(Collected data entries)
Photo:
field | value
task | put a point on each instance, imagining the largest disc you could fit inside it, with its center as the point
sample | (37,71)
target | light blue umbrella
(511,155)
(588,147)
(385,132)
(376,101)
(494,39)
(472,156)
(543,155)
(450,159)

TASK TO COMPLETE → Revise the items above by replacing "umbrella" with "parasol" and leaving everything else unchanged.

SOLUTION FOR THIS TASK →
Photo:
field | value
task | put a point on each instance, imagining the largest disc you could fit inside it, with its center as the point
sample | (37,71)
target | light blue parasol
(511,155)
(588,147)
(385,132)
(376,101)
(494,39)
(472,156)
(543,155)
(450,159)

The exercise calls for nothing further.